— Start —

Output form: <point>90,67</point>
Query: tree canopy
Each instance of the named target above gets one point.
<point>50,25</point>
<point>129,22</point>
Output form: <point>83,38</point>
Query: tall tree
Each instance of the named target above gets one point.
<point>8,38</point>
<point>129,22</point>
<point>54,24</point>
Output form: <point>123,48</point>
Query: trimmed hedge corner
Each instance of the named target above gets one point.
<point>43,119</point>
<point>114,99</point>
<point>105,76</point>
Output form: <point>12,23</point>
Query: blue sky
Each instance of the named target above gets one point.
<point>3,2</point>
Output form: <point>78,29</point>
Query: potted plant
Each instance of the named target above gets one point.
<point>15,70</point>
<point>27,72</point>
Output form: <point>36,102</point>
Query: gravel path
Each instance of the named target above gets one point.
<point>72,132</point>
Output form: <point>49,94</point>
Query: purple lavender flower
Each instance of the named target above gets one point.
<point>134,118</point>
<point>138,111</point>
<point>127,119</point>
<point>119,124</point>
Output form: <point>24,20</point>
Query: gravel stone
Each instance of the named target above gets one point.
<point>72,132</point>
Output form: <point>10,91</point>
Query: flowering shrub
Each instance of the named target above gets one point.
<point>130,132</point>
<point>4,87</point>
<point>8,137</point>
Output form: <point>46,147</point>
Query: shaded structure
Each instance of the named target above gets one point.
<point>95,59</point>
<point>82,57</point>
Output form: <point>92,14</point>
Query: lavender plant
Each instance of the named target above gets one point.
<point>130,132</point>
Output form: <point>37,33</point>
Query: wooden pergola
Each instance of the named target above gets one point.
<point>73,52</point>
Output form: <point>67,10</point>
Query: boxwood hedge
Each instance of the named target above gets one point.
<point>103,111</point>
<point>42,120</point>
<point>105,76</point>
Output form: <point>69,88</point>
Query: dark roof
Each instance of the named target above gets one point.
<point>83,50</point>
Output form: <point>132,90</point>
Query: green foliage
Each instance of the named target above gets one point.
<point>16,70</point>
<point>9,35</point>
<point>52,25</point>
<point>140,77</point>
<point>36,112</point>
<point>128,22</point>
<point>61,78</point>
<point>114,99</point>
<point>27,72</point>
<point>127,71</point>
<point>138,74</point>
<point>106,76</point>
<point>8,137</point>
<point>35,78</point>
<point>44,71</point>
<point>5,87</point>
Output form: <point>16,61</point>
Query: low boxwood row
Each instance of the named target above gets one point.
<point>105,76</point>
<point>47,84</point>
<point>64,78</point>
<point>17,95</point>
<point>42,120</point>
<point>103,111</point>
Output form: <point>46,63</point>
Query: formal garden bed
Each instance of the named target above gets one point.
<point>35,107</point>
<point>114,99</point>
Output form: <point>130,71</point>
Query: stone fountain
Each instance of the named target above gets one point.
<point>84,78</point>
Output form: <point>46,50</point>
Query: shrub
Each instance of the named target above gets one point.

— End —

● INSTRUCTION
Express every line of the listing above as a JSON list of strings, with one string per line and blank lines omitted.

● RESPONSE
[
  "Output form: <point>90,67</point>",
  "Query: tree canopy",
  "Each instance of the named target above gets one point.",
  "<point>50,25</point>",
  "<point>129,22</point>",
  "Output form: <point>83,38</point>",
  "Query: tall tree",
  "Each instance of the named target above gets one point.",
  "<point>8,38</point>",
  "<point>129,22</point>",
  "<point>54,24</point>",
  "Output form: <point>123,48</point>",
  "Query: trimmed hedge corner",
  "Each instance of the named target above gets one point.",
  "<point>43,119</point>",
  "<point>114,99</point>",
  "<point>105,76</point>",
  "Output form: <point>12,23</point>",
  "Query: blue sky",
  "Each instance of the named target above gets one point.",
  "<point>3,2</point>",
  "Output form: <point>78,29</point>",
  "Query: potted plant",
  "Each instance of the named target above gets one point.",
  "<point>15,70</point>",
  "<point>27,72</point>",
  "Output form: <point>36,102</point>",
  "Query: gravel path",
  "Each instance of the named target above gets one point.",
  "<point>72,132</point>",
  "Output form: <point>49,94</point>",
  "Query: purple lavender flower",
  "Each instance of the named target above gets one point.",
  "<point>134,118</point>",
  "<point>138,111</point>",
  "<point>127,119</point>",
  "<point>119,124</point>",
  "Output form: <point>24,20</point>",
  "Query: gravel stone",
  "Each instance of the named target above gets one point.",
  "<point>72,132</point>",
  "Output form: <point>10,91</point>",
  "Query: flowering shrub",
  "Each instance of the named target above gets one point.",
  "<point>130,132</point>",
  "<point>4,87</point>",
  "<point>8,137</point>",
  "Output form: <point>46,147</point>",
  "Query: shaded structure",
  "Each instance of the named target above gets one point.",
  "<point>95,59</point>",
  "<point>82,57</point>",
  "Output form: <point>92,14</point>",
  "Query: lavender plant",
  "Each instance of the named target above gets one point.",
  "<point>130,132</point>",
  "Output form: <point>37,33</point>",
  "Query: wooden pergola",
  "Each instance of the named target above gets one point.",
  "<point>73,52</point>",
  "Output form: <point>67,10</point>",
  "Query: boxwood hedge",
  "Each instance of the named target above gets one point.",
  "<point>103,111</point>",
  "<point>42,120</point>",
  "<point>105,76</point>",
  "Output form: <point>69,88</point>",
  "Query: dark roof",
  "Each instance of the named target above gets one point.",
  "<point>83,50</point>",
  "Output form: <point>132,90</point>",
  "Query: green foliage",
  "Each instance of the named target above gets one point.",
  "<point>16,70</point>",
  "<point>9,35</point>",
  "<point>52,25</point>",
  "<point>140,77</point>",
  "<point>36,112</point>",
  "<point>128,22</point>",
  "<point>61,78</point>",
  "<point>114,99</point>",
  "<point>27,72</point>",
  "<point>127,71</point>",
  "<point>138,74</point>",
  "<point>106,76</point>",
  "<point>8,137</point>",
  "<point>35,78</point>",
  "<point>44,71</point>",
  "<point>5,87</point>",
  "Output form: <point>16,61</point>",
  "Query: low boxwood row",
  "Each instance of the named target above gets one point.",
  "<point>105,76</point>",
  "<point>47,84</point>",
  "<point>64,78</point>",
  "<point>17,95</point>",
  "<point>42,120</point>",
  "<point>103,111</point>",
  "Output form: <point>46,63</point>",
  "Query: formal garden bed",
  "Each instance of the named target above gets one point.",
  "<point>35,107</point>",
  "<point>114,99</point>",
  "Output form: <point>130,71</point>",
  "Query: stone fountain",
  "Each instance of the named target above gets one point.",
  "<point>84,78</point>",
  "Output form: <point>46,50</point>",
  "Query: shrub",
  "Each instance of the named target above gets one point."
]